▸ **과제 목표**
아래 항목에서 문자열 "fence"가 들어 있는 줄을 세어 그 수만 적으십시오. 대소문자는 구분합니다.

▸ **연습용 항목**
● ● ●
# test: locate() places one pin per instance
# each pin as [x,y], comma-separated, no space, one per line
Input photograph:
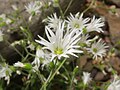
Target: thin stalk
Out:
[68,7]
[51,76]
[91,4]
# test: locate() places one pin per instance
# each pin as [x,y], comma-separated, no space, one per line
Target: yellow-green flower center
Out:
[76,25]
[58,51]
[95,50]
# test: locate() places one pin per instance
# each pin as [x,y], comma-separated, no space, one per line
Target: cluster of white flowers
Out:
[115,85]
[33,8]
[68,37]
[5,72]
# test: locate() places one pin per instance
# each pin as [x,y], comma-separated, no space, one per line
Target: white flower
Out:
[31,46]
[41,57]
[115,85]
[4,19]
[53,21]
[5,72]
[33,7]
[84,41]
[77,22]
[98,49]
[95,25]
[1,36]
[60,43]
[19,64]
[86,78]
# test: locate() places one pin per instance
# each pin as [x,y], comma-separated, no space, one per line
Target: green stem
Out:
[51,76]
[61,12]
[84,87]
[91,4]
[68,6]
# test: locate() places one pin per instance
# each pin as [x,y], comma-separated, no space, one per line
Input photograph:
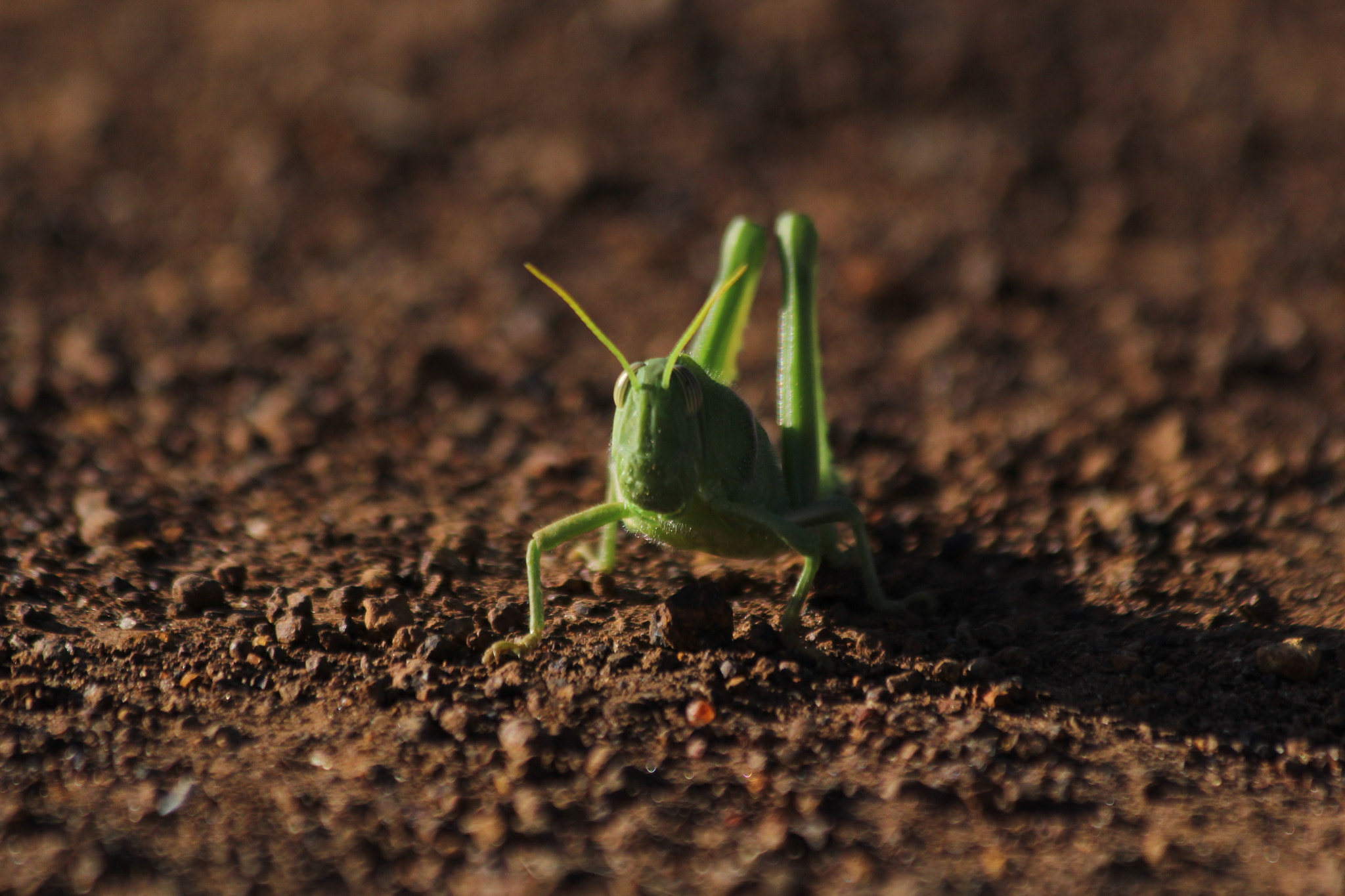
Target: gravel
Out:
[693,618]
[197,593]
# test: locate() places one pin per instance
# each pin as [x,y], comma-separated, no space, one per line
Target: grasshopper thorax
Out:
[657,437]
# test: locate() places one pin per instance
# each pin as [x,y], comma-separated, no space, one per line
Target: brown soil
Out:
[263,307]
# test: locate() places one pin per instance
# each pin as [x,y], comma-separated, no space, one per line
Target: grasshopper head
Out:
[657,442]
[657,445]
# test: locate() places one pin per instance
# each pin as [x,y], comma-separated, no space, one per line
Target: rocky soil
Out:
[280,409]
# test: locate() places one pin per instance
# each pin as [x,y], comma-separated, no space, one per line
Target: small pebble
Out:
[435,648]
[1296,660]
[294,628]
[319,667]
[699,712]
[197,593]
[408,639]
[693,618]
[300,602]
[506,617]
[517,736]
[385,616]
[349,599]
[353,629]
[277,603]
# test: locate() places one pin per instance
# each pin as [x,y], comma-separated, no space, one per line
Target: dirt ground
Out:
[264,320]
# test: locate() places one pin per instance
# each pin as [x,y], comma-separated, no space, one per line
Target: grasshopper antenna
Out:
[588,322]
[697,322]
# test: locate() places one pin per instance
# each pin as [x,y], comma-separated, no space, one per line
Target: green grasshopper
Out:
[692,468]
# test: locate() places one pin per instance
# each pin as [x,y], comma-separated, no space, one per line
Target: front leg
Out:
[545,539]
[843,509]
[604,558]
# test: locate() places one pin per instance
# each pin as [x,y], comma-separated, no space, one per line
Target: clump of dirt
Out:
[280,409]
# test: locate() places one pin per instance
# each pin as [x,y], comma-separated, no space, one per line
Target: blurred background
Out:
[271,228]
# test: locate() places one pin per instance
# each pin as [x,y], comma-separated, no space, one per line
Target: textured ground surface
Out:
[263,308]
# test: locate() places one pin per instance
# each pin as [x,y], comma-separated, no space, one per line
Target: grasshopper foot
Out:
[496,652]
[592,558]
[793,637]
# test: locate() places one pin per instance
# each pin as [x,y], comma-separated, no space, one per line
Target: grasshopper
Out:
[692,468]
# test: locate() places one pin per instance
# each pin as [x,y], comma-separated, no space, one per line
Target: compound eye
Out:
[690,389]
[623,385]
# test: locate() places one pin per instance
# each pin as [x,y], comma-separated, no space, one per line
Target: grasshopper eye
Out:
[623,385]
[690,389]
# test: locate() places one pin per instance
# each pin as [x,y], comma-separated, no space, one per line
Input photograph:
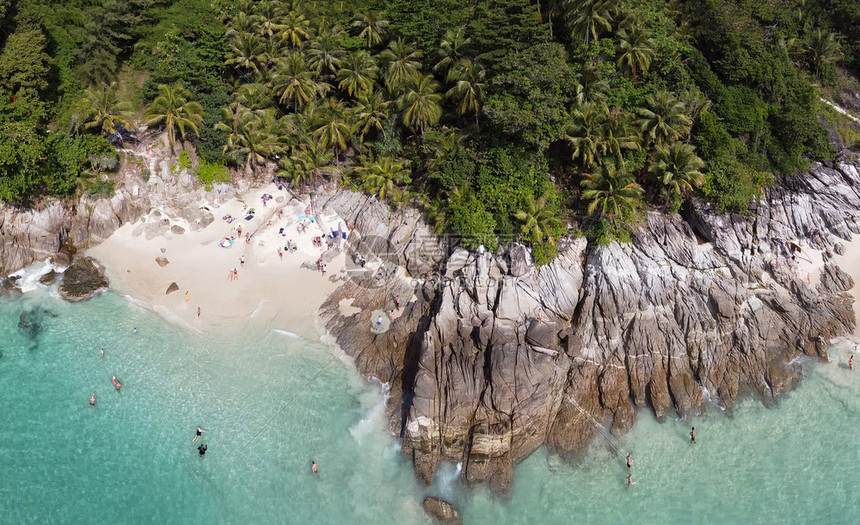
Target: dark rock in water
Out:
[9,285]
[82,279]
[65,255]
[49,278]
[441,510]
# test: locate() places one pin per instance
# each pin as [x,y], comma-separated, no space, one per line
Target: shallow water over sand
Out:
[272,402]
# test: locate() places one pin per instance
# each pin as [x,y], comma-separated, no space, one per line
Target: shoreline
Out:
[280,289]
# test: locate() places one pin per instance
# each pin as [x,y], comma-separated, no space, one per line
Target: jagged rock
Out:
[497,358]
[441,510]
[82,279]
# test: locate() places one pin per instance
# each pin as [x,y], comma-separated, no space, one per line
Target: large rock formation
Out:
[82,279]
[168,202]
[490,357]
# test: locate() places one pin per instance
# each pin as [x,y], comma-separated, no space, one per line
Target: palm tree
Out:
[370,114]
[451,48]
[373,27]
[383,176]
[468,89]
[257,138]
[821,48]
[294,83]
[664,119]
[295,30]
[325,52]
[174,109]
[677,167]
[618,135]
[421,104]
[245,52]
[357,74]
[101,109]
[403,63]
[538,220]
[635,51]
[585,133]
[267,18]
[591,16]
[335,130]
[307,163]
[613,195]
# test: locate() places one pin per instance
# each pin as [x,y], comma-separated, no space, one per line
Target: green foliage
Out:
[210,174]
[183,162]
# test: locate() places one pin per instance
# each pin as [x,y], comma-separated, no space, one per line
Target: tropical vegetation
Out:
[500,119]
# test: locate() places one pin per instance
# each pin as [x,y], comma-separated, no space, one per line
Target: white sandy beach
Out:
[268,286]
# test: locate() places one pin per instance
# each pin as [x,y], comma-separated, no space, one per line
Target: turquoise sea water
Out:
[272,403]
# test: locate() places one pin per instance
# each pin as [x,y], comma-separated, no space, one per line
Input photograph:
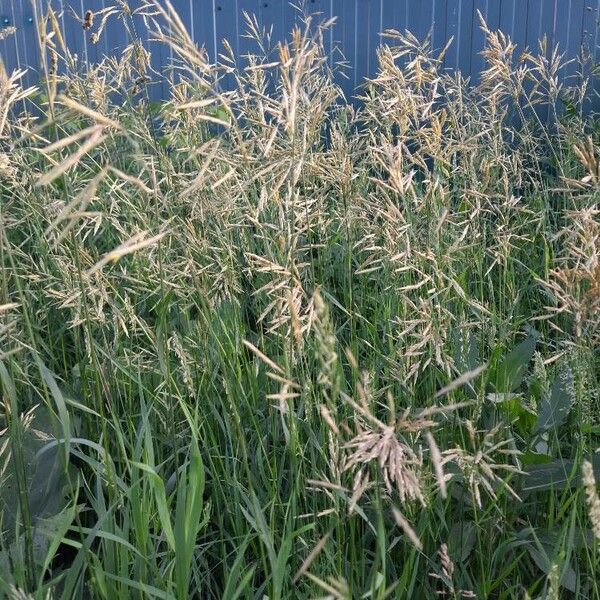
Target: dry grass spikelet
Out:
[592,498]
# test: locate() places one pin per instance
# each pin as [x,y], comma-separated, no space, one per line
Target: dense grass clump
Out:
[263,342]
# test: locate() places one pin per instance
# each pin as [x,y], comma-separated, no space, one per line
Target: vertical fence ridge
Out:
[573,24]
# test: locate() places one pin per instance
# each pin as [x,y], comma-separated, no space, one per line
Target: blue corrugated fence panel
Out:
[573,24]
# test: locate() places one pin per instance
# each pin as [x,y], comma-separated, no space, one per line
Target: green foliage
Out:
[258,342]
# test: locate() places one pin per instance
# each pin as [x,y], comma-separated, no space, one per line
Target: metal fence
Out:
[572,24]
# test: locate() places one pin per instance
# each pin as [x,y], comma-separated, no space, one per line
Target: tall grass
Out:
[264,342]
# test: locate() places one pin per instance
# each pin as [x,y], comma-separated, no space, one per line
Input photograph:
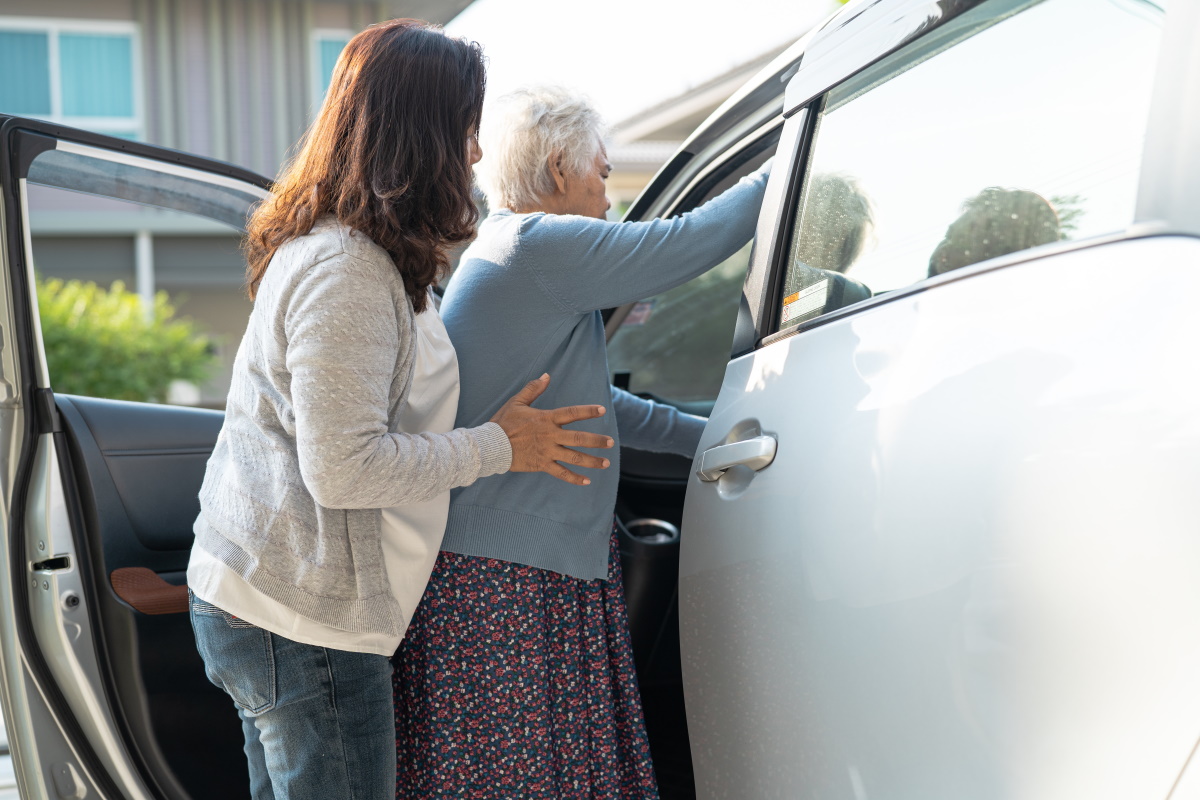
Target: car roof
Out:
[851,38]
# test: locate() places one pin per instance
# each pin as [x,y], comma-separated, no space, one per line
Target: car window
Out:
[676,344]
[1026,132]
[139,298]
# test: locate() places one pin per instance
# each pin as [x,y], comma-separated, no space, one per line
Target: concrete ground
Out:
[7,779]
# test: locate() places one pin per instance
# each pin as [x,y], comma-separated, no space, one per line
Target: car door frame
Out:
[1168,191]
[61,737]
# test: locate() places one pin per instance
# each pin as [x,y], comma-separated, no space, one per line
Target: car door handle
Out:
[755,453]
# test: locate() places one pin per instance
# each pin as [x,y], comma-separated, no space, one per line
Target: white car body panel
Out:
[970,571]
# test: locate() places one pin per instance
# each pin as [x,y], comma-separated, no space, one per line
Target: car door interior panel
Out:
[138,469]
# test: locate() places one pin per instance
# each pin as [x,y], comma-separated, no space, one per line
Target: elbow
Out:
[329,497]
[331,488]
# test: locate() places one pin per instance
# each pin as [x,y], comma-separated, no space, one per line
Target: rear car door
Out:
[103,691]
[940,539]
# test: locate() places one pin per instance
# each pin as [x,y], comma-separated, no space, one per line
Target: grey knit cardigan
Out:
[309,452]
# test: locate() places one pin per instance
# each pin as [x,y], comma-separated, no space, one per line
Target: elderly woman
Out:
[516,679]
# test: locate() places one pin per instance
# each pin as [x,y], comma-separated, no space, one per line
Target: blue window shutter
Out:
[329,50]
[24,72]
[97,74]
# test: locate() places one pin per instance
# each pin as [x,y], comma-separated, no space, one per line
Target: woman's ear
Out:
[556,170]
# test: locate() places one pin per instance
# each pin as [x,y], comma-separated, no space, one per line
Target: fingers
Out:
[576,458]
[532,390]
[582,439]
[564,474]
[569,414]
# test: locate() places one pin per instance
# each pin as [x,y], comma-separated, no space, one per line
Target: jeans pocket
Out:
[238,659]
[203,607]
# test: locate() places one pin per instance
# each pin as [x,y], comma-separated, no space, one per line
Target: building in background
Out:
[642,143]
[232,79]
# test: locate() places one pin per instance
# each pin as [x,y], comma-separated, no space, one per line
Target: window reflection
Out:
[996,222]
[919,163]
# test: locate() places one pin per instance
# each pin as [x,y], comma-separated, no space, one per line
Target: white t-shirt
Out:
[412,534]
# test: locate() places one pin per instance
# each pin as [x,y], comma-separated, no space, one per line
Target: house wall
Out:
[231,79]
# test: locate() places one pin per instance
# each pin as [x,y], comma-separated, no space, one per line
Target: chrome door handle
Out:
[755,453]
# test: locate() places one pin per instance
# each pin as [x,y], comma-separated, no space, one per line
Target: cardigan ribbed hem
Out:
[495,449]
[526,539]
[378,614]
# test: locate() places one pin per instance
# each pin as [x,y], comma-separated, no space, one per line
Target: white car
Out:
[942,535]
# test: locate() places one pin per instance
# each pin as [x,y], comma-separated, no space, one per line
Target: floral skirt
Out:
[519,683]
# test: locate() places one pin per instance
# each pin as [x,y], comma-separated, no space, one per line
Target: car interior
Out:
[673,352]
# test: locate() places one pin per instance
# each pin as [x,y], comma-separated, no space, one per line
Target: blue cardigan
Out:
[526,299]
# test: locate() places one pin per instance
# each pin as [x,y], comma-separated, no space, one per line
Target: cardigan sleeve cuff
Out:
[495,451]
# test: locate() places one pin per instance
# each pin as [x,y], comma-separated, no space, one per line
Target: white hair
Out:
[520,134]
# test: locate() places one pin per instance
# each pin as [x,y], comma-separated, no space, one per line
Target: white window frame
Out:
[54,26]
[318,36]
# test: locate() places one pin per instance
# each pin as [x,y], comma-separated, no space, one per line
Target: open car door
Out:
[103,692]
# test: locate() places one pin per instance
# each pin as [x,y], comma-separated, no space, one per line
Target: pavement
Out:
[7,777]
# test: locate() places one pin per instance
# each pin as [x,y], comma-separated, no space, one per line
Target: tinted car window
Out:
[675,346]
[1026,132]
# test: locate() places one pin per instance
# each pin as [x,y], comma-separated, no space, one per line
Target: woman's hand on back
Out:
[539,440]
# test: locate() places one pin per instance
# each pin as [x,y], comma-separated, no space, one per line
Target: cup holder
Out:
[653,531]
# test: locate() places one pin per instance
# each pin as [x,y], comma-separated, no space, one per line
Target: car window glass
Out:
[676,344]
[137,302]
[1025,133]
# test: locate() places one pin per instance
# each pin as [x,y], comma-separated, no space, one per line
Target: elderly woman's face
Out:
[585,194]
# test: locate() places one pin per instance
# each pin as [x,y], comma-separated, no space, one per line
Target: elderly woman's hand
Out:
[539,441]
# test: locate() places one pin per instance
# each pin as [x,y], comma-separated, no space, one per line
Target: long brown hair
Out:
[387,154]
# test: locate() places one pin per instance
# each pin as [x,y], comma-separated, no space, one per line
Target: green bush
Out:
[101,343]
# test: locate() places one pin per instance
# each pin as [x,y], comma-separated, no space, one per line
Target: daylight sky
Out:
[628,54]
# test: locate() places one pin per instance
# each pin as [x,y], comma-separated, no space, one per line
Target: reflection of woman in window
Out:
[517,679]
[838,223]
[995,222]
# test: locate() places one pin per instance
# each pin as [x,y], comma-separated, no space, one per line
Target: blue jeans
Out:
[318,722]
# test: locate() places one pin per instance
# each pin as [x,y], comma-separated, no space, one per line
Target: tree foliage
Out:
[101,342]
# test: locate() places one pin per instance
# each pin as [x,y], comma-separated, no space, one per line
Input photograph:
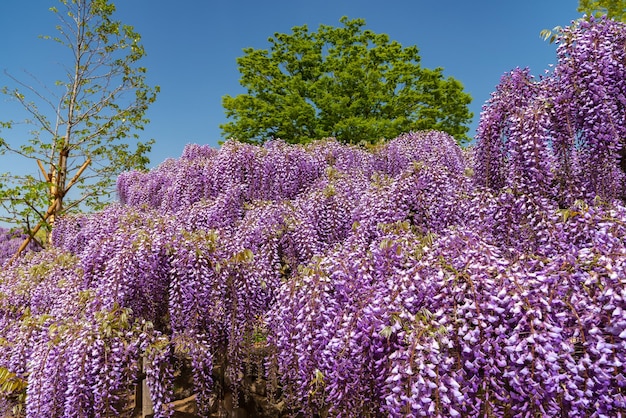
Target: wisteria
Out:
[564,132]
[411,278]
[10,242]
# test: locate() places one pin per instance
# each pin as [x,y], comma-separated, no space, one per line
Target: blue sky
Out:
[192,46]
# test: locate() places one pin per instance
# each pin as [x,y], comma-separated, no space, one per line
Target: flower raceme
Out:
[387,281]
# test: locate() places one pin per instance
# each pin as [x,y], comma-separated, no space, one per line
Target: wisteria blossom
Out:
[411,278]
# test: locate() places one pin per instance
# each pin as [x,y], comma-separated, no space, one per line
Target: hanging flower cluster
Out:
[379,282]
[563,135]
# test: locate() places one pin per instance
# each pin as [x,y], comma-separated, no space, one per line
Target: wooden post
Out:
[146,400]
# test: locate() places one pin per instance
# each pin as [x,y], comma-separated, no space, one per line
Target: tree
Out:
[614,9]
[84,125]
[343,82]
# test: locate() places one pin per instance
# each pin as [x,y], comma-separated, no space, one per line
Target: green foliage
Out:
[614,9]
[89,119]
[343,82]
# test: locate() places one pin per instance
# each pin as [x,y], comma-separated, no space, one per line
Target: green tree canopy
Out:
[615,9]
[84,126]
[343,82]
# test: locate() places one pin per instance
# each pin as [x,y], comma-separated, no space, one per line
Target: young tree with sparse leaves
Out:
[84,126]
[614,9]
[345,82]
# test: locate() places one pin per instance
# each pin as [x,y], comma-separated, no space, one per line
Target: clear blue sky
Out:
[192,46]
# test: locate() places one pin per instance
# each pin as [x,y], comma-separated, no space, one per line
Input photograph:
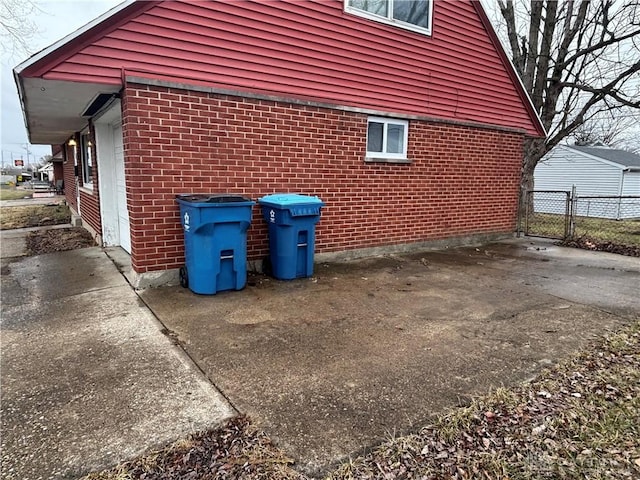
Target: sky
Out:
[54,20]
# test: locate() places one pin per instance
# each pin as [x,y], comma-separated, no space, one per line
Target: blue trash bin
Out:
[291,219]
[215,242]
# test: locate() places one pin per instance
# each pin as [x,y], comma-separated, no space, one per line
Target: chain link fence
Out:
[547,213]
[606,219]
[588,221]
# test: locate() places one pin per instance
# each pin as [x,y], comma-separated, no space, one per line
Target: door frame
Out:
[107,178]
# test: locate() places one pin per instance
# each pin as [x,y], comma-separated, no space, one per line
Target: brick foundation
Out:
[462,181]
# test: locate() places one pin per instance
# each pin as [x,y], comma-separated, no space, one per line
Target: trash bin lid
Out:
[212,198]
[284,200]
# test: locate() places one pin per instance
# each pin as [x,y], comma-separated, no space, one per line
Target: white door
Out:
[121,190]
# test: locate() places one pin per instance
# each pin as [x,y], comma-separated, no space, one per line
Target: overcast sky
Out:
[55,20]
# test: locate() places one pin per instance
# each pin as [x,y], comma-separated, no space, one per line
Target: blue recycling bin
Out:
[215,242]
[291,219]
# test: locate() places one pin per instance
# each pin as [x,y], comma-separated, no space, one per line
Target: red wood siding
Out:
● ● ●
▸ **정답**
4